- DATA TO USE
·····
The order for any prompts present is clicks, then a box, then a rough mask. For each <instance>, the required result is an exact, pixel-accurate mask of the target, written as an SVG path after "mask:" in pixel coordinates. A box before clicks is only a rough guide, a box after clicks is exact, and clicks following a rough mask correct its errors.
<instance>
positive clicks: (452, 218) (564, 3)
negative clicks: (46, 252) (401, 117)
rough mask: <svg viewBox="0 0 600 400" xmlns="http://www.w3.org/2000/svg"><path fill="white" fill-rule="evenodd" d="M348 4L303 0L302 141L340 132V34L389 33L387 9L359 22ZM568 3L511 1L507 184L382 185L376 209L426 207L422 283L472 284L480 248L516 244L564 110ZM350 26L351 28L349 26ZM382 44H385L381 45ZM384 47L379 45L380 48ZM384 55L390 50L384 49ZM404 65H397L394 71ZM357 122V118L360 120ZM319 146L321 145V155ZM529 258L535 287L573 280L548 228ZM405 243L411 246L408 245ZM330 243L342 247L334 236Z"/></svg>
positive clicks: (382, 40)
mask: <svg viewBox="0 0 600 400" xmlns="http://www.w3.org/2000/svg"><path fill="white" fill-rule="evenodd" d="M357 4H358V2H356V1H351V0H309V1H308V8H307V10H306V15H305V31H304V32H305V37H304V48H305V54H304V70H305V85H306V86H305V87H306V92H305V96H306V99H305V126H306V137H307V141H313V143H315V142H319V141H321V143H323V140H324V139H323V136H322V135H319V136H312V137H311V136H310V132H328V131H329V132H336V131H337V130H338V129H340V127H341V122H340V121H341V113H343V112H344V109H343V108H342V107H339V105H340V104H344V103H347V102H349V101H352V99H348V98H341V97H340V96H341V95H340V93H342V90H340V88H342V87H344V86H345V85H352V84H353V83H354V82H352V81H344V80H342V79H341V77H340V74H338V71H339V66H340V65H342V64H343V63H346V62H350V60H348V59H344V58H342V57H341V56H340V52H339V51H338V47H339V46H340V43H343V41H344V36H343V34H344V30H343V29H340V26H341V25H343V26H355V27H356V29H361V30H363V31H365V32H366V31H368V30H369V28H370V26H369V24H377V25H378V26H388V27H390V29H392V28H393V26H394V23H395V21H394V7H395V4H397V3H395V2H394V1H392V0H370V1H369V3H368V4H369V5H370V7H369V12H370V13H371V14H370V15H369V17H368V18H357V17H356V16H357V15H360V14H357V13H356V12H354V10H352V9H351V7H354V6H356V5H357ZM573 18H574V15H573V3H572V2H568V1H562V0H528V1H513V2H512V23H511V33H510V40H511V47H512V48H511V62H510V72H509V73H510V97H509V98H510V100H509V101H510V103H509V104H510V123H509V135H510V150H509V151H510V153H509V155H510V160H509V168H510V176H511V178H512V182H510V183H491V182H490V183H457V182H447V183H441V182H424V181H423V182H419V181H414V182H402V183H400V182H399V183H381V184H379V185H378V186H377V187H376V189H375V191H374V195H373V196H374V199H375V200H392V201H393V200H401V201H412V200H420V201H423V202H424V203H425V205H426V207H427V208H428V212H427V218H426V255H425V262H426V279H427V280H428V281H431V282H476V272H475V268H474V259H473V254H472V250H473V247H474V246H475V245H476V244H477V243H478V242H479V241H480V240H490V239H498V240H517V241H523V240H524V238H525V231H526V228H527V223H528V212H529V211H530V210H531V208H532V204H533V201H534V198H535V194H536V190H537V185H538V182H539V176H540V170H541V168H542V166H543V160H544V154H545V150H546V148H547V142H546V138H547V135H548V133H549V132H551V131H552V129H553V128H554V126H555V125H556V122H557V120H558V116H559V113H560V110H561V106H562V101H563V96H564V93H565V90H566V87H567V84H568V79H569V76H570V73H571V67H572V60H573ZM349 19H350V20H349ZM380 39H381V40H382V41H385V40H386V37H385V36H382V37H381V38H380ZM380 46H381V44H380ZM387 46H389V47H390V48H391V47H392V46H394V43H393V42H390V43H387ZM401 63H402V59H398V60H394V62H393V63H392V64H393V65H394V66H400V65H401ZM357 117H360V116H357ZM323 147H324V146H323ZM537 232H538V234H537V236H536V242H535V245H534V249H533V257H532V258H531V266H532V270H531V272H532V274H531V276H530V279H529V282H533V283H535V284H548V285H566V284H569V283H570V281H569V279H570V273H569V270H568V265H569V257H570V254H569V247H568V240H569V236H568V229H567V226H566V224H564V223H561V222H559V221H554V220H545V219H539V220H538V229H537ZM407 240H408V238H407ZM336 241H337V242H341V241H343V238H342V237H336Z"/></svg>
·····
- EXERCISE BRIEF
Pull out each line of the material that contains the word "positive". Case counts.

- RESPONSE TO THIS TASK
positive clicks: (452, 218) (564, 3)
positive clicks: (382, 40)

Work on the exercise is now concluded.